▶ _About this exercise_
Narrow the data below down to the lines containing "segment".

===== Input material

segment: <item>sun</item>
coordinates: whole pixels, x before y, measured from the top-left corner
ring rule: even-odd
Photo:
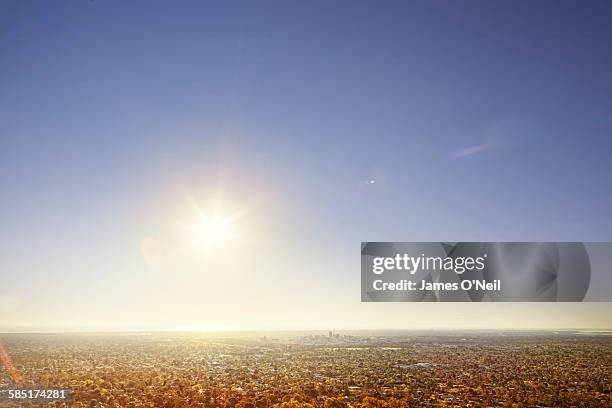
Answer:
[[[190,229],[193,248],[225,248],[236,234],[233,217],[216,212],[199,214]]]
[[[212,256],[230,253],[249,241],[251,225],[248,218],[253,205],[237,205],[228,200],[224,192],[210,193],[208,199],[193,194],[185,188],[185,207],[172,226],[178,239],[177,252]]]

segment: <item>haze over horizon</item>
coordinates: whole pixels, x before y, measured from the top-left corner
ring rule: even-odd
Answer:
[[[360,302],[361,241],[612,241],[612,3],[470,5],[1,2],[0,332],[611,329]]]

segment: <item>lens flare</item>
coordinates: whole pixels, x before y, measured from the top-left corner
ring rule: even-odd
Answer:
[[[6,352],[6,349],[4,348],[4,345],[2,344],[1,339],[0,339],[0,361],[2,361],[4,368],[9,373],[9,375],[11,376],[15,384],[21,386],[21,384],[23,383],[23,378],[17,372],[17,369],[13,365],[13,362],[11,361],[11,357]]]

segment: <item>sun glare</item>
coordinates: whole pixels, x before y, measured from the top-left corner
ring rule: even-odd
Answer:
[[[177,253],[192,252],[212,256],[217,252],[236,250],[249,235],[249,222],[245,216],[253,206],[237,206],[224,200],[223,192],[217,192],[203,201],[184,188],[187,212],[172,223],[179,233]]]
[[[231,217],[220,214],[201,214],[192,228],[195,248],[223,248],[235,234]]]

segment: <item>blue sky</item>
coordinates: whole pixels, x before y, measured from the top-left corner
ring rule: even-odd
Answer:
[[[309,293],[295,319],[275,314],[275,290],[260,296],[282,327],[333,306],[313,298],[341,305],[328,325],[407,310],[358,303],[360,241],[612,240],[611,43],[597,1],[4,1],[4,323],[85,324],[75,306],[112,322],[90,299],[117,279],[154,299],[182,267],[144,278],[139,245],[183,188],[202,205],[212,190],[265,202],[258,239],[287,260],[252,275]],[[122,324],[156,324],[119,292]],[[217,304],[196,297],[168,307]],[[243,325],[240,305],[213,323]],[[566,307],[574,326],[609,309]]]

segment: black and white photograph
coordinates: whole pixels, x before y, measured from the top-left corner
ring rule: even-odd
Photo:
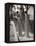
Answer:
[[[35,40],[35,6],[34,4],[9,3],[7,5],[9,27],[8,36],[10,42]],[[7,17],[6,17],[7,19]],[[7,21],[7,20],[6,20]]]

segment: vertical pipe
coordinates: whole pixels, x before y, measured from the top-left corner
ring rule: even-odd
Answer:
[[[27,37],[27,14],[25,13],[25,37]]]

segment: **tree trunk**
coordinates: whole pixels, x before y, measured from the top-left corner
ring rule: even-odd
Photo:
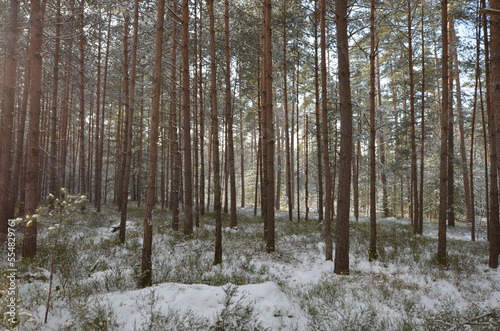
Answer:
[[[278,121],[277,118],[275,118],[276,121]],[[276,156],[277,157],[277,169],[276,169],[276,199],[275,199],[275,208],[276,210],[280,210],[280,202],[281,202],[281,168],[283,166],[283,161],[282,161],[282,155],[283,155],[283,152],[282,152],[282,145],[283,145],[283,141],[281,139],[281,132],[280,132],[280,129],[279,127],[277,126],[276,127],[276,142],[277,142],[277,145],[276,145],[276,150],[277,150],[277,153],[278,155]]]
[[[473,108],[472,108],[472,123],[471,123],[471,141],[470,141],[470,157],[469,157],[469,182],[470,182],[470,222],[471,222],[471,240],[476,241],[476,213],[475,213],[475,201],[474,201],[474,140],[475,140],[475,130],[476,130],[476,116],[477,116],[477,104],[478,104],[478,89],[481,80],[481,21],[480,16],[477,20],[477,30],[476,30],[476,64],[475,64],[475,79],[474,79],[474,96],[473,96]],[[482,103],[482,100],[481,100]],[[486,145],[485,145],[486,146]],[[487,161],[485,160],[485,163]],[[487,169],[487,166],[486,166]],[[486,192],[486,196],[488,192]]]
[[[375,0],[370,0],[370,249],[369,259],[377,259],[377,169],[375,167]],[[411,45],[411,42],[410,42]],[[411,46],[410,46],[411,49]]]
[[[184,139],[184,235],[193,233],[193,173],[189,99],[189,1],[182,1],[182,127]]]
[[[215,254],[214,265],[222,263],[222,204],[220,187],[219,120],[217,116],[217,67],[215,57],[214,0],[207,0],[210,20],[210,101],[214,168]]]
[[[446,213],[448,210],[448,125],[449,125],[449,91],[448,91],[448,0],[441,2],[441,153],[439,158],[439,226],[437,259],[446,264]]]
[[[177,131],[177,1],[173,2],[172,17],[172,57],[170,65],[170,157],[172,182],[170,191],[170,209],[172,210],[172,229],[179,230],[179,190],[181,178],[181,157],[179,151],[179,134]]]
[[[305,183],[304,183],[304,194],[305,194],[305,208],[306,208],[306,221],[309,219],[309,116],[306,113],[306,128],[304,133],[304,147],[305,147]]]
[[[297,118],[297,158],[296,158],[296,181],[297,181],[297,221],[300,221],[300,143],[299,143],[299,58],[300,54],[297,52],[297,67],[295,71],[295,114]]]
[[[453,21],[450,21],[453,27]],[[453,27],[452,40],[456,41],[455,29]],[[467,154],[465,151],[465,132],[464,132],[464,114],[462,109],[462,89],[460,84],[460,71],[458,67],[458,53],[454,52],[453,54],[453,62],[454,62],[454,74],[453,79],[455,80],[456,86],[456,100],[457,100],[457,115],[458,115],[458,132],[460,137],[460,160],[461,160],[461,168],[462,168],[462,179],[464,184],[464,200],[465,200],[465,221],[470,223],[471,221],[471,191],[470,191],[470,182],[469,182],[469,169],[467,167]],[[474,105],[475,107],[475,105]],[[474,130],[472,130],[474,131]],[[473,136],[471,135],[471,139]]]
[[[23,97],[21,101],[21,109],[19,114],[19,125],[18,131],[16,134],[16,153],[14,156],[14,164],[13,164],[13,174],[12,178],[15,179],[11,182],[10,192],[16,192],[14,194],[10,194],[9,198],[9,210],[7,211],[8,215],[14,215],[16,209],[16,202],[19,198],[19,206],[18,211],[19,215],[24,215],[24,203],[25,203],[25,186],[24,186],[24,178],[26,174],[26,160],[23,157],[26,155],[27,146],[25,144],[25,132],[26,132],[26,117],[28,116],[28,98],[29,91],[31,89],[31,67],[30,63],[30,51],[28,48],[26,58],[28,59],[26,74],[24,77],[24,87],[23,87]],[[19,192],[19,194],[17,194]]]
[[[448,55],[449,76],[449,110],[448,110],[448,226],[455,226],[455,123],[454,123],[454,98],[453,98],[453,77],[456,72],[453,58],[457,52],[454,36],[453,17],[448,16],[448,44],[451,47]]]
[[[491,0],[490,6],[492,9],[500,10],[500,1]],[[490,128],[490,257],[488,265],[490,268],[498,267],[498,254],[500,251],[500,224],[499,224],[499,206],[498,206],[498,183],[497,183],[497,162],[499,148],[498,134],[500,134],[500,120],[498,117],[498,109],[500,109],[500,15],[490,16],[491,26],[491,53],[490,53],[490,107],[488,116]],[[495,131],[495,132],[493,132]]]
[[[40,201],[40,115],[42,99],[42,37],[45,1],[32,0],[30,12],[30,109],[25,176],[25,223],[23,258],[33,258],[37,253],[38,222],[36,214]]]
[[[336,274],[349,274],[349,206],[351,198],[352,160],[352,103],[349,77],[349,43],[347,35],[347,0],[335,2],[337,22],[337,51],[339,63],[340,101],[340,176],[337,202],[337,223],[335,226]]]
[[[81,194],[87,193],[87,185],[85,180],[85,0],[80,0],[79,10],[79,116],[80,116],[80,130],[78,132],[79,140],[79,163],[78,163],[78,175],[79,175],[79,192]],[[82,205],[82,210],[85,210],[85,206]]]
[[[135,105],[135,82],[136,82],[136,68],[137,68],[137,44],[138,44],[138,29],[139,29],[139,0],[134,2],[134,23],[133,23],[133,39],[132,39],[132,59],[130,75],[128,73],[128,24],[129,16],[125,17],[125,32],[124,32],[124,86],[125,91],[125,114],[126,114],[126,128],[125,128],[125,167],[123,172],[123,185],[122,185],[122,204],[120,213],[120,241],[125,242],[125,228],[127,222],[127,208],[128,208],[128,190],[130,182],[130,168],[132,163],[132,133],[134,123],[134,105]]]
[[[318,13],[318,1],[314,1],[314,114],[316,118],[316,149],[317,149],[317,163],[318,163],[318,221],[323,222],[323,166],[322,166],[322,154],[321,154],[321,105],[320,105],[320,94],[319,94],[319,60],[318,60],[318,23],[319,23],[319,13]]]
[[[358,115],[358,137],[356,139],[355,155],[352,158],[352,197],[353,197],[353,212],[356,222],[359,221],[359,165],[361,159],[361,116]]]
[[[108,31],[106,38],[106,56],[104,59],[104,76],[103,76],[103,90],[102,90],[102,104],[101,104],[101,125],[100,125],[100,139],[99,146],[97,150],[97,160],[96,160],[96,209],[97,212],[101,211],[101,200],[102,200],[102,168],[103,168],[103,158],[104,158],[104,115],[106,114],[106,92],[108,88],[108,67],[109,67],[109,48],[111,45],[111,12],[108,12]],[[111,114],[111,112],[110,112]],[[108,139],[109,144],[109,139]],[[108,147],[109,150],[109,147]],[[109,158],[107,158],[107,163],[109,164]],[[106,182],[106,181],[105,181]],[[106,202],[106,192],[104,194],[104,202]]]
[[[100,141],[104,139],[101,135],[101,57],[102,57],[102,36],[101,28],[99,27],[97,36],[97,85],[96,85],[96,125],[95,125],[95,135],[94,135],[94,146],[96,150],[95,154],[95,164],[94,164],[94,206],[97,212],[101,212],[101,180],[102,180],[102,155],[100,150]],[[104,108],[104,105],[102,105]],[[97,208],[99,207],[99,208]]]
[[[201,61],[198,40],[198,1],[194,3],[194,41],[193,41],[193,52],[194,52],[194,62],[199,63]],[[200,227],[200,152],[203,153],[203,149],[200,148],[200,136],[199,136],[199,114],[200,108],[203,107],[203,95],[200,93],[198,80],[201,79],[201,75],[198,74],[198,65],[194,66],[194,226]],[[203,205],[203,202],[202,202]]]
[[[200,24],[203,22],[201,20],[203,11],[200,10]],[[200,27],[200,40],[202,38],[202,32],[204,29]],[[199,58],[203,58],[203,47],[199,47]],[[199,95],[200,95],[200,215],[205,214],[205,106],[204,106],[204,90],[203,90],[203,61],[199,61],[198,65],[198,84],[199,84]],[[210,163],[210,162],[209,162]]]
[[[293,197],[292,197],[292,164],[290,151],[290,123],[288,114],[288,75],[287,75],[287,25],[286,25],[286,0],[283,1],[283,110],[285,112],[285,164],[286,164],[286,196],[288,202],[288,220],[293,220]]]
[[[143,140],[144,140],[144,74],[142,75],[142,88],[141,88],[141,115],[139,120],[139,151],[137,153],[137,207],[141,206],[142,202],[142,153],[143,153]]]
[[[236,170],[234,168],[234,136],[233,136],[233,109],[231,103],[231,55],[229,52],[229,1],[224,1],[224,30],[225,30],[225,57],[226,57],[226,124],[227,124],[227,149],[229,166],[229,191],[231,194],[230,226],[238,225],[236,218]]]
[[[7,33],[5,58],[5,87],[3,90],[3,107],[0,122],[0,243],[8,234],[8,220],[13,218],[14,206],[10,206],[11,196],[17,196],[17,190],[11,191],[14,169],[14,115],[17,84],[17,18],[19,16],[19,1],[10,1],[10,21]]]
[[[158,169],[158,137],[161,96],[161,59],[163,45],[163,24],[165,16],[165,0],[158,0],[158,17],[155,36],[155,70],[153,71],[153,102],[151,127],[149,133],[148,183],[146,188],[146,211],[144,215],[144,239],[142,244],[141,275],[139,287],[151,286],[153,246],[153,207],[155,204],[156,172]]]
[[[325,259],[333,260],[332,240],[332,175],[330,171],[330,153],[328,152],[328,99],[326,80],[326,0],[321,0],[320,6],[320,49],[321,49],[321,154],[323,156],[323,170],[325,171]],[[349,173],[351,173],[349,169]],[[350,177],[350,176],[349,176]],[[350,184],[350,183],[349,183]]]
[[[238,70],[239,72],[239,70]],[[240,87],[241,94],[241,84]],[[243,107],[240,108],[240,176],[241,176],[241,208],[245,208],[245,143],[243,141]]]
[[[54,45],[54,68],[52,71],[52,104],[50,114],[50,169],[49,169],[49,209],[54,210],[54,201],[58,196],[57,182],[57,108],[58,108],[58,88],[59,88],[59,58],[61,54],[61,1],[56,2],[56,35]]]
[[[133,113],[130,105],[130,77],[129,77],[129,49],[128,49],[128,33],[130,17],[125,14],[123,22],[123,92],[124,92],[124,108],[125,108],[125,128],[123,132],[123,151],[122,151],[122,175],[120,185],[121,203],[118,206],[120,209],[120,242],[125,243],[125,228],[127,221],[127,206],[128,206],[128,187],[130,178],[130,161],[132,152],[132,120]]]
[[[425,0],[421,0],[422,22],[420,25],[420,34],[422,38],[422,100],[421,100],[421,119],[420,119],[420,189],[419,189],[419,211],[418,211],[418,234],[423,233],[424,227],[424,157],[425,157],[425,33],[424,33],[424,7]]]
[[[267,225],[266,251],[275,251],[274,228],[274,126],[273,126],[273,58],[272,58],[272,5],[263,2],[262,25],[262,116],[263,116],[263,188],[265,190],[264,223]]]
[[[413,34],[412,34],[412,2],[408,0],[408,72],[409,72],[409,85],[410,85],[410,141],[411,141],[411,205],[413,213],[410,218],[413,223],[413,232],[418,233],[418,185],[417,185],[417,144],[416,144],[416,120],[415,120],[415,83],[414,83],[414,70],[413,70]]]
[[[487,68],[486,68],[487,69]],[[489,70],[487,70],[489,71]],[[489,74],[486,74],[487,77],[489,77]],[[486,79],[488,81],[488,79]],[[488,86],[488,84],[486,84]],[[489,89],[489,88],[488,88]],[[488,91],[486,91],[488,92]],[[488,94],[488,93],[486,93]],[[488,146],[488,129],[487,129],[487,123],[486,123],[486,115],[484,111],[484,102],[483,102],[483,87],[481,83],[481,79],[479,80],[479,104],[481,108],[481,126],[482,126],[482,132],[483,132],[483,146]],[[489,98],[486,97],[486,100]],[[489,108],[489,101],[487,102],[486,108]],[[488,111],[488,109],[486,109]],[[486,202],[486,230],[487,230],[487,238],[489,240],[490,236],[490,185],[489,185],[489,171],[488,169],[488,160],[489,160],[489,151],[488,148],[484,148],[484,191],[485,191],[485,202]]]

==========

▶ _Solution for this task_
segment: <item>sun</item>
segment: <item>haze over horizon</item>
segment: <item>lens flare</item>
segment: <item>sun glare</item>
segment: <item>blue sky</item>
segment: black and white photograph
segment: vertical pipe
segment: **tree trunk**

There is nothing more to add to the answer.